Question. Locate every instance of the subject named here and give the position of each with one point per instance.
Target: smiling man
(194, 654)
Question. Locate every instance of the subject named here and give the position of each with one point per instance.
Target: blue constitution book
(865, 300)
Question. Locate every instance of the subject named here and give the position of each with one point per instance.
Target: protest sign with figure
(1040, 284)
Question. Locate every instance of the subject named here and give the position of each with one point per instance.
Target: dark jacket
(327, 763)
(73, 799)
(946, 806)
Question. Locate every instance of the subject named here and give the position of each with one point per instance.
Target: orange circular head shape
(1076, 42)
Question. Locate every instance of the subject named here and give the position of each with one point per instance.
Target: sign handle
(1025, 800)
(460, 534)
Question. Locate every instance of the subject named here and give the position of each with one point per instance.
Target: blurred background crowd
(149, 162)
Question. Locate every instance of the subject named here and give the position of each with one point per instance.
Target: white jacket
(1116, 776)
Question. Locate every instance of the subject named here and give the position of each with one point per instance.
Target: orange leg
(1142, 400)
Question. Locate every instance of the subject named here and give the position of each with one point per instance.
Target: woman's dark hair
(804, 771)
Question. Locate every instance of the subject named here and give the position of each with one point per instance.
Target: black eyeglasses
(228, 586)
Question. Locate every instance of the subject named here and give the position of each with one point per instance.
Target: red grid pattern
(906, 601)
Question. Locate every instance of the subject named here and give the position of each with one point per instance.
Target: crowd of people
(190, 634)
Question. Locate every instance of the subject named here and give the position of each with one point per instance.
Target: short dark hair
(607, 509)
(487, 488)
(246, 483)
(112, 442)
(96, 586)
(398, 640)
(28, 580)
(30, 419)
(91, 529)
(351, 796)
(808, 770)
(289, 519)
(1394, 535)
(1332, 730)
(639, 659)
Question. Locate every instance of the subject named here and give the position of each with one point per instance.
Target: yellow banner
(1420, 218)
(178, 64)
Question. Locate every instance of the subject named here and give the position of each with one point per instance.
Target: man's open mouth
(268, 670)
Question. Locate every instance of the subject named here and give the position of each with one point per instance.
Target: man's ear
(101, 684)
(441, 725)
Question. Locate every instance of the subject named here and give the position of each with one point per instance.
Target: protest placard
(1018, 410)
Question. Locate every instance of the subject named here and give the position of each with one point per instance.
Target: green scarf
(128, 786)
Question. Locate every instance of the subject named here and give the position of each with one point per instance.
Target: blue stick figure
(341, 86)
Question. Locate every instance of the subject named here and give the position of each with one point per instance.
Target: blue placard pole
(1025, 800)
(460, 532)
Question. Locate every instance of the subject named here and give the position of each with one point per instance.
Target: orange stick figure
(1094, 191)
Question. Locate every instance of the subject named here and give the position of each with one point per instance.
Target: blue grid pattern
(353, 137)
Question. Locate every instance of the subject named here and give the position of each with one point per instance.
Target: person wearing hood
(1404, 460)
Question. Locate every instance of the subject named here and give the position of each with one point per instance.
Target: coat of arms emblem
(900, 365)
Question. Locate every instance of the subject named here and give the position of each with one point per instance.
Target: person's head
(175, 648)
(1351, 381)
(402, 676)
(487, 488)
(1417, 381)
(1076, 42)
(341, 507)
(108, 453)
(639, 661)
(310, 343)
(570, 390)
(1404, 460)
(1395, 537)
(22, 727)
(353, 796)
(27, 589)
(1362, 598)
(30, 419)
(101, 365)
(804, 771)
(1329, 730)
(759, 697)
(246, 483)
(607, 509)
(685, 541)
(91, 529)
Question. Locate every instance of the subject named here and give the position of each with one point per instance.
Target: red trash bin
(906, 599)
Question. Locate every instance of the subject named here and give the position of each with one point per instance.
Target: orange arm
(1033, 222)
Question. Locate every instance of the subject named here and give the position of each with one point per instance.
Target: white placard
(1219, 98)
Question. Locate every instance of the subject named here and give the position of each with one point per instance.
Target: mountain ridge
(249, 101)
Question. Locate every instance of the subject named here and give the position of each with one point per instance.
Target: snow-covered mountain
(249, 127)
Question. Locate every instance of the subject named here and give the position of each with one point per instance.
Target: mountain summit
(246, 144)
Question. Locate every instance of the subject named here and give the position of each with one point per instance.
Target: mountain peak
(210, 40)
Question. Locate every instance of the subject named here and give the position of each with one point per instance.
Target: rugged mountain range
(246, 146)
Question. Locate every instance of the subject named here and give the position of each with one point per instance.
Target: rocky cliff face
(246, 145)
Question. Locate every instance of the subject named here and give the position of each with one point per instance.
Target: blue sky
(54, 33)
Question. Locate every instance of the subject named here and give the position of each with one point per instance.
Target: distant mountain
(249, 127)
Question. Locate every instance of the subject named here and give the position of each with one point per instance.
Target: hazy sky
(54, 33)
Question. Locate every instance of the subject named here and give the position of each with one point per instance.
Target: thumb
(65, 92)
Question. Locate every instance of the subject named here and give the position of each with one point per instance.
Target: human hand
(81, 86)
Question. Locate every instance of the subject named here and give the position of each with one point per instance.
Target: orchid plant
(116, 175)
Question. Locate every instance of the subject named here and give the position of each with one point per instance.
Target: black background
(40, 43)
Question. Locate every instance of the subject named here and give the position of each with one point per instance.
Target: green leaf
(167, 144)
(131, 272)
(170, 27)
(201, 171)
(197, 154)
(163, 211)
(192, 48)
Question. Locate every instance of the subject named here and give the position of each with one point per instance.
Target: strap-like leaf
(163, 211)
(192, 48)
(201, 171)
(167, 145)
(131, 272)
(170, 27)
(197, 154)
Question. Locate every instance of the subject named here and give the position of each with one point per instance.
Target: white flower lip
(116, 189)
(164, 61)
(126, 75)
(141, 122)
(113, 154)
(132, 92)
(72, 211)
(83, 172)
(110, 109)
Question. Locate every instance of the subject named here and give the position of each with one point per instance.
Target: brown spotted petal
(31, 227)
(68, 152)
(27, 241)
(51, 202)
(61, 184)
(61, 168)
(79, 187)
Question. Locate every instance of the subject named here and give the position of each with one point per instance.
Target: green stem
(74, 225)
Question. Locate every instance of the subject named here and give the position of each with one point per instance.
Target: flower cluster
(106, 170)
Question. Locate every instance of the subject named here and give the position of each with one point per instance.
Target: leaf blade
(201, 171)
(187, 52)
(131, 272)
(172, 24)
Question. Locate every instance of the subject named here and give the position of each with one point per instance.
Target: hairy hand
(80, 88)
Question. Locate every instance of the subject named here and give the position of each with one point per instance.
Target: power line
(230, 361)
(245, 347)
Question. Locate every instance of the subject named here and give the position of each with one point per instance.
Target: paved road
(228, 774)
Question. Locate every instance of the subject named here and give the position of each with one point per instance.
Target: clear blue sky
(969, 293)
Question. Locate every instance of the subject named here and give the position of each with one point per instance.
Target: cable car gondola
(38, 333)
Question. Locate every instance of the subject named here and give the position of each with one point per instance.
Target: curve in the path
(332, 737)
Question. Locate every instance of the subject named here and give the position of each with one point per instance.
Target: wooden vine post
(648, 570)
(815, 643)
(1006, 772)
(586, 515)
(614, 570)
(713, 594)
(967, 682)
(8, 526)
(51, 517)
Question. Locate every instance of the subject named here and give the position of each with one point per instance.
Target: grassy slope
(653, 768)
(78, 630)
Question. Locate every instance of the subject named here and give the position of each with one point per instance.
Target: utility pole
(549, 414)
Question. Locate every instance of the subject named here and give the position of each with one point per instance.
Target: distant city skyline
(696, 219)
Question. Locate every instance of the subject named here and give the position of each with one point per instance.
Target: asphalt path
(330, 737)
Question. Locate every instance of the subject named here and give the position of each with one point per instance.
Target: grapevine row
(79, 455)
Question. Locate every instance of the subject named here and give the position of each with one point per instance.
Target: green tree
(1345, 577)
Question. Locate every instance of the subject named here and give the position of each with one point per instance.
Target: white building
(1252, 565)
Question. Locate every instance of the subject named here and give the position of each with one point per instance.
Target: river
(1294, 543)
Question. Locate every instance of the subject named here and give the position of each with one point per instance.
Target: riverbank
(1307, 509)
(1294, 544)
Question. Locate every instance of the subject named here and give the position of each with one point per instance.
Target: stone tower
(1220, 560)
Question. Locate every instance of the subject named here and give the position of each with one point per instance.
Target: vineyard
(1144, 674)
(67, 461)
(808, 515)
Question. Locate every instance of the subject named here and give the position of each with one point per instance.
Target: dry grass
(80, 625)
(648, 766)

----

Yukarıdaki satırlardan "sign" kelimesini içerenlerin hepsini, her birini olduğu gibi kopyalayarak listeleyin.

Target: protest sign with figure
Target: sign handle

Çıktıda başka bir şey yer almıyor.